** PROMPT A **
Collect every line of the listing that contains the string "marble".

## Begin SUPPLIED TEXT

Necessity: Let \(\psi : H\rightarrow M(G)\) be a canonical dual prehomomorphism. Let \([w]\in H\), for some \(w\in (X\cup X^{-1})^*\). Since \(\psi\) is canonical we obtain \(([w])\psi \ge \langle v\rangle\) for all \(v\in (X\cup X^{-1})^*\) with \([v]=[w]\). Consequently \(P_0([w])=\vee _{[v]=[w]}\langle v\rangle\) exists and \(([w])\psi \ge P_0([w])\). Let now \([u],[v]\in H\) with \([u][v]=[w]\). Then \(([w])\psi = ([u][v])\psi \ge ([u])\psi ([v])\psi \ge P_0([u])P_0([v])\). Consequently \(P_1([w])=\vee _{[u][v]=[w]}(P_0([u])P_0([v]))\) exists and \(([w])\psi \ge P_1([w])\). Continuing this process we see that all \(P_n([w]), n\in {\mathbb {N}}_0\) exist.

## End SUPPLIED TEXT
## Begin RECORDS PROVIDED

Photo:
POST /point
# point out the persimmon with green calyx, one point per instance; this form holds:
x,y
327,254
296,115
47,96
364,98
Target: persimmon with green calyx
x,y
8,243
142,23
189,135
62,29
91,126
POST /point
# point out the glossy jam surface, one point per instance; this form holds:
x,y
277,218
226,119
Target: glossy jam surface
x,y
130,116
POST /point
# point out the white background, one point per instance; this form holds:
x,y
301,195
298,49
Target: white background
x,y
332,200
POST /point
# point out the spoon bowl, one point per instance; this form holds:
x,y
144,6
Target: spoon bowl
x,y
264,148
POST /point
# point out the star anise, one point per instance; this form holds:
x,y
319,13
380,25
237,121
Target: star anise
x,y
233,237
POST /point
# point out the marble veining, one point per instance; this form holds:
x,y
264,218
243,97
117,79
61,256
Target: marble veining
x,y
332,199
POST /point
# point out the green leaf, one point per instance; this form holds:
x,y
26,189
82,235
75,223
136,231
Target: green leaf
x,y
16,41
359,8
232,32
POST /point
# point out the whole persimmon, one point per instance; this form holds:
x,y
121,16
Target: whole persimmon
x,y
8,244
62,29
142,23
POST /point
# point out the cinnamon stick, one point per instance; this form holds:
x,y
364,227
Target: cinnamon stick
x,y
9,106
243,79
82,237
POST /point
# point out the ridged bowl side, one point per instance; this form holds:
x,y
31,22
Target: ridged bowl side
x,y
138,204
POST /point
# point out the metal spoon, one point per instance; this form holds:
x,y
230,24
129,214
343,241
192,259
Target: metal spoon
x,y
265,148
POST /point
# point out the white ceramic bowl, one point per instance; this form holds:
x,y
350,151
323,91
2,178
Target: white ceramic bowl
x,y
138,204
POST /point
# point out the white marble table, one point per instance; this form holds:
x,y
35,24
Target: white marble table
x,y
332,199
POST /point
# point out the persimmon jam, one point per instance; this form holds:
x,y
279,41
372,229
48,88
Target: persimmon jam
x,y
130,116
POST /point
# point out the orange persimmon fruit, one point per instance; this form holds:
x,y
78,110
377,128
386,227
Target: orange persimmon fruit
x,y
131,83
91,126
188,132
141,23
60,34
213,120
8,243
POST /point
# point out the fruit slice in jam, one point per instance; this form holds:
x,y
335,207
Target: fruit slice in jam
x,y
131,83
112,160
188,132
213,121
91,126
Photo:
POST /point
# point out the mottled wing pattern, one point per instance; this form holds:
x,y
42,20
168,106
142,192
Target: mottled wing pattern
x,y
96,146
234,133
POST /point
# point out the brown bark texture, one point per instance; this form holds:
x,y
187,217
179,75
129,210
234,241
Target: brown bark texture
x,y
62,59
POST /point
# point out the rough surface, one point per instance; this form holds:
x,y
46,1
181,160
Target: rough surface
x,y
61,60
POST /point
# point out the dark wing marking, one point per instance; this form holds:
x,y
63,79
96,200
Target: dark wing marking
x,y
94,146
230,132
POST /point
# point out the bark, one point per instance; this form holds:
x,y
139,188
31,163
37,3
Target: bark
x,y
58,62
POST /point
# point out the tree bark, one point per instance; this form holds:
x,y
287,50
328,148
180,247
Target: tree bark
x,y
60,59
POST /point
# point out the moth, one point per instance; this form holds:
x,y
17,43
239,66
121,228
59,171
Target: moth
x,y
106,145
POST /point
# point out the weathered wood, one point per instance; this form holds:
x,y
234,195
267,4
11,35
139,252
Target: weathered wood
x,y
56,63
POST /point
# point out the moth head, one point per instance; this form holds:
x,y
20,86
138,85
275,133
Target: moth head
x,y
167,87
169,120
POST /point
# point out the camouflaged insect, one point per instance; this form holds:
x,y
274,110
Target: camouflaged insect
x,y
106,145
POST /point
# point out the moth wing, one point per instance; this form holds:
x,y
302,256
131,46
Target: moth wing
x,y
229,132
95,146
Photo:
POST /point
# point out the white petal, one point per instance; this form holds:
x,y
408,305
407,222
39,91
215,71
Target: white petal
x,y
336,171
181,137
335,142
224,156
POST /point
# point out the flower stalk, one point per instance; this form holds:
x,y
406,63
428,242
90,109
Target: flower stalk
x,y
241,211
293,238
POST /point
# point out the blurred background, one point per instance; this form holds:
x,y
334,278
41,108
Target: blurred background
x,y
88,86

## End RECORDS PROVIDED

** PROMPT B **
List every expression in the proof excerpt that consists of P with a numeric or letter subscript applied to a bracketed element.

** WRITTEN REPLY A **
# point out the marble veining, one point per instance; this form holds:
Target: marble veining
# point out the white marble table, one point per instance; this form holds:
Target: white marble table

** WRITTEN REPLY B **
P_0([w]), P_0([u]), P_0([v]), P_1([w]), P_n([w])